- [The problem] Using the passage on FCC telehealth funding, say yes or no to whether each statement agrees with it, and quote the words that decide it: 1. The Bipartisan COVID-19 Emergency Relief Act of 2020 set aside 20% for small, rural providers. 2. Most of the first round of funding in the pilot program went to small, rural providers. 3. The average Critical Access Hospital has an annual revenue of $50 million.

That’s why a bipartisan, bicameral group of Senators and Representatives included robust funding for another round of funding for the FCC’s COVID-19 Telehealth Program in the Bipartisan COVID-19 Emergency Relief Act of 2020. That bill also included a 20% set-aside for small, rural providers to ensure that those who needed the most help could compete with larger providers. We were pleased that funding for FCC telehealth made it into the end-of-year spending bill, as well as language requiring the equitable distribution of these funds across all 50 states and the District of Columbia, and we ask that this round of funding include targeted funds for rural areas.
The point of the FCC telehealth program is to help build out telehealth infrastructure among providers that currently lack capacity. Unfortunately, a majority of funding in the first round of the pilot program went to larger providers with more substantial requests, while many smaller providers who serve an essential role in our rural communities across the country were unsuccessful. Further, some providers – while critical to their communities – already had telehealth capabilities prior to the pandemic, while Rural Health Clinics (RHC), Federally Qualified Health Centers (FQHC), and Critical Access Hospitals (CAH) only started expanding telehealth services after May 2020. These smaller providers have faced struggles with resources and capacity to set up their own telehealth infrastructure quickly. For example, the average CAH has an annual revenue of $25 million while operating in critical roles in our communities. Our proposed set-aside would help resolve these structural issues and ensure that small, rural providers receive the help they need.

- [Supplied data]
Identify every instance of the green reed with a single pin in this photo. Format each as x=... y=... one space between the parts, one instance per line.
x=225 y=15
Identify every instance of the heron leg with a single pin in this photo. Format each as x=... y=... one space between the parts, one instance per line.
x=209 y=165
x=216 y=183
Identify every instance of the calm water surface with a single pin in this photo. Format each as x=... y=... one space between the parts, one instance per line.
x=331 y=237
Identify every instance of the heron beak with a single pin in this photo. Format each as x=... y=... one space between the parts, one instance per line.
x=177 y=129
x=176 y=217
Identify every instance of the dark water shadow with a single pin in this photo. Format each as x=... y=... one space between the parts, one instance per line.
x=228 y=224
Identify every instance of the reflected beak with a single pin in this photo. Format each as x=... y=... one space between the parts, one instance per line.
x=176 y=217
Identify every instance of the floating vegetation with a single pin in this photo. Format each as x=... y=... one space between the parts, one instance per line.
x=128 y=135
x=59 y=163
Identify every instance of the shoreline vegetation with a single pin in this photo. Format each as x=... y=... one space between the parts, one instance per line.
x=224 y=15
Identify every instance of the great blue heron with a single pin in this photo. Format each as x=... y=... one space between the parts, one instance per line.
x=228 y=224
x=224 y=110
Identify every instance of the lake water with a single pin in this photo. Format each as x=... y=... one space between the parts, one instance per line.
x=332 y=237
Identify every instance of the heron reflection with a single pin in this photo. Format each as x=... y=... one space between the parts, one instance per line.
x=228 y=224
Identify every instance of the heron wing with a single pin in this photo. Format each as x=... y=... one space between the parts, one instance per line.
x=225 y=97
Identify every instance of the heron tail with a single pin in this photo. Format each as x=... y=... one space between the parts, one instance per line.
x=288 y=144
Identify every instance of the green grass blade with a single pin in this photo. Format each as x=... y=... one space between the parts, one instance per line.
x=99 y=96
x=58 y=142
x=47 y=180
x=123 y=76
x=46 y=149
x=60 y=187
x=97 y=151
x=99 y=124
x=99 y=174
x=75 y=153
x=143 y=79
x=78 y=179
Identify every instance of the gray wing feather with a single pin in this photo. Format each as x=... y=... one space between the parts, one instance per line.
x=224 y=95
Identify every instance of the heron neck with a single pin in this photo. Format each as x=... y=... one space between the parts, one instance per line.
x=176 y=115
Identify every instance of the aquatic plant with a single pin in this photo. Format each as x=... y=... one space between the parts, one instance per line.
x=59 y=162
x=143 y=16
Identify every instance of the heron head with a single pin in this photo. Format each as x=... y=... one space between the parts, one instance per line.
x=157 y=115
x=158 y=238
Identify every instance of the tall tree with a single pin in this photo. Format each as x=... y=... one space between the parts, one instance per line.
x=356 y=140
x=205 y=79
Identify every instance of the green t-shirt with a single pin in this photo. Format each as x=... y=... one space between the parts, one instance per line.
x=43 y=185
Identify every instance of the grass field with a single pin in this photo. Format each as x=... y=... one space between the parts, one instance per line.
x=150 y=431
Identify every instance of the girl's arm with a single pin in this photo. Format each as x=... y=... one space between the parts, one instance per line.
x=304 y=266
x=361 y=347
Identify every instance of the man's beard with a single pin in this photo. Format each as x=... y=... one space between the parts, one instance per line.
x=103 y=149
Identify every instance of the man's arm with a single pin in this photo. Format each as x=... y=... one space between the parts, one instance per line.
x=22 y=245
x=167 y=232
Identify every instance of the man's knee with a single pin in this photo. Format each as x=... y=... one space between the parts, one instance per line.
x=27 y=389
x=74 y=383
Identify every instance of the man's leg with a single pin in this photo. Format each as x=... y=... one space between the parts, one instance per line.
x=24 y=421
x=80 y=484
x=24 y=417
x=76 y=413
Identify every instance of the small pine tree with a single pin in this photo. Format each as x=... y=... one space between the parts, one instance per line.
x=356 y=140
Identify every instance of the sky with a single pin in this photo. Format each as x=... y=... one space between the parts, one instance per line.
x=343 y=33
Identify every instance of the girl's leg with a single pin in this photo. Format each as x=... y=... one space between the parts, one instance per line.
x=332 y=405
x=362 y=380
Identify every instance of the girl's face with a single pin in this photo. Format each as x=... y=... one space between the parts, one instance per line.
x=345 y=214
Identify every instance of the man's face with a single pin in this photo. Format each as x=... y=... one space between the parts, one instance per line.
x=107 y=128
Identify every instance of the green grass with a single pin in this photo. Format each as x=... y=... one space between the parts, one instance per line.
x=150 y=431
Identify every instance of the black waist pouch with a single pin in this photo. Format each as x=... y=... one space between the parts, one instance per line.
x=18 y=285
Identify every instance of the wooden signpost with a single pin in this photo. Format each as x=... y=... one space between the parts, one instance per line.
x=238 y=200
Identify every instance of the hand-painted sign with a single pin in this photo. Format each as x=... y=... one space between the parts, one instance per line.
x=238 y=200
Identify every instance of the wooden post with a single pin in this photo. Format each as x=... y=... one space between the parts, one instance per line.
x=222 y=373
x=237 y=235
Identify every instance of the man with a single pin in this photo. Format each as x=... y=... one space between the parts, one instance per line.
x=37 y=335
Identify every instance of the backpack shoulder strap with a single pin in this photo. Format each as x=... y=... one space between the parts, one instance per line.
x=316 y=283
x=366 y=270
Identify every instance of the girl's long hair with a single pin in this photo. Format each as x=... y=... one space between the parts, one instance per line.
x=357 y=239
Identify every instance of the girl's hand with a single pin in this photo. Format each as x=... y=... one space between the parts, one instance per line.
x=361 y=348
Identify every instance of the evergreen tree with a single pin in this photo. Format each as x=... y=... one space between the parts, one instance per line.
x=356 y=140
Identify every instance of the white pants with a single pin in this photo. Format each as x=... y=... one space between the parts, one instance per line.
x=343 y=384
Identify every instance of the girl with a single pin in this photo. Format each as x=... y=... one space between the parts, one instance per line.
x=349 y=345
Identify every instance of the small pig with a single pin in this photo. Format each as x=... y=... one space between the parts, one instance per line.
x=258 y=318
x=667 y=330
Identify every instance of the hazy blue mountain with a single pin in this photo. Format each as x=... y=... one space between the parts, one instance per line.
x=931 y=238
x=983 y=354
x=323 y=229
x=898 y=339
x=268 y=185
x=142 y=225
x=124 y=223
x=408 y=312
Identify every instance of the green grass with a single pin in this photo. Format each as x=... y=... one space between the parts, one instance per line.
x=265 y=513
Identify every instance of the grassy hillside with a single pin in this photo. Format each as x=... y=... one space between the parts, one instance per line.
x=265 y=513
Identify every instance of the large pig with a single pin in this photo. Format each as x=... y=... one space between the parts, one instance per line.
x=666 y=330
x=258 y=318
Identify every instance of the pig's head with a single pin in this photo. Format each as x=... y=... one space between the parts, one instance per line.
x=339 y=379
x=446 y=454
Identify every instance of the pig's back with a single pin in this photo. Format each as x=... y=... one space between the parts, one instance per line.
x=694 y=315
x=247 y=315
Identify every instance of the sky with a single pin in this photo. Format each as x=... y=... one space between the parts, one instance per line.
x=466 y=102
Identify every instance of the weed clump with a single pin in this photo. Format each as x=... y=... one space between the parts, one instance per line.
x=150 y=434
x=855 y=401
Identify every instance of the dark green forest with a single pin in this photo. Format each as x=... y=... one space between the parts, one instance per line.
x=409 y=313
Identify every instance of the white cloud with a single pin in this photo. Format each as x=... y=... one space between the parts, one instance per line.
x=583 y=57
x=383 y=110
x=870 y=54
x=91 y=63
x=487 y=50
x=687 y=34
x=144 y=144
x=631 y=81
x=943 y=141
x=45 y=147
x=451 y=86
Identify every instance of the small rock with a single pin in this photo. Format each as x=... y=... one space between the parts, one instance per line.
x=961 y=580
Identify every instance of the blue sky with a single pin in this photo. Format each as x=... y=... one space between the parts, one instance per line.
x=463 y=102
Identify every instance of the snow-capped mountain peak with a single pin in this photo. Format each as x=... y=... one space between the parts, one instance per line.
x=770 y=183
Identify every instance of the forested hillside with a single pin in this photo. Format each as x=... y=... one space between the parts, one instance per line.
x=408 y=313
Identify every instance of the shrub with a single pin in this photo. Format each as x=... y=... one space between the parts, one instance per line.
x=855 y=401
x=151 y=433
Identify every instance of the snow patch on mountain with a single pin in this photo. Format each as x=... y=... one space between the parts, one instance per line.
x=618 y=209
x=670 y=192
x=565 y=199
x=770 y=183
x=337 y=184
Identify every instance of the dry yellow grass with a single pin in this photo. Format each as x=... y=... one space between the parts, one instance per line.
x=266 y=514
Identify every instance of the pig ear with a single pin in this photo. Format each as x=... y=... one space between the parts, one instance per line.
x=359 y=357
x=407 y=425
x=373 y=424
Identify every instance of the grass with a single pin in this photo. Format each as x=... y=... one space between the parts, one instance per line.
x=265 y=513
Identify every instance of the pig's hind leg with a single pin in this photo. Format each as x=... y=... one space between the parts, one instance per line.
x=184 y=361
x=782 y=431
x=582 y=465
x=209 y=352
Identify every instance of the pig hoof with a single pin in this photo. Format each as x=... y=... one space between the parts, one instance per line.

- [Answer]
1. Yes: "That bill also included a 20% set-aside for small, rural providers"
2. No: "a majority of funding in the first round of the pilot program went to larger providers with more substantial requests"
3. No: "the average CAH has an annual revenue of $25 million"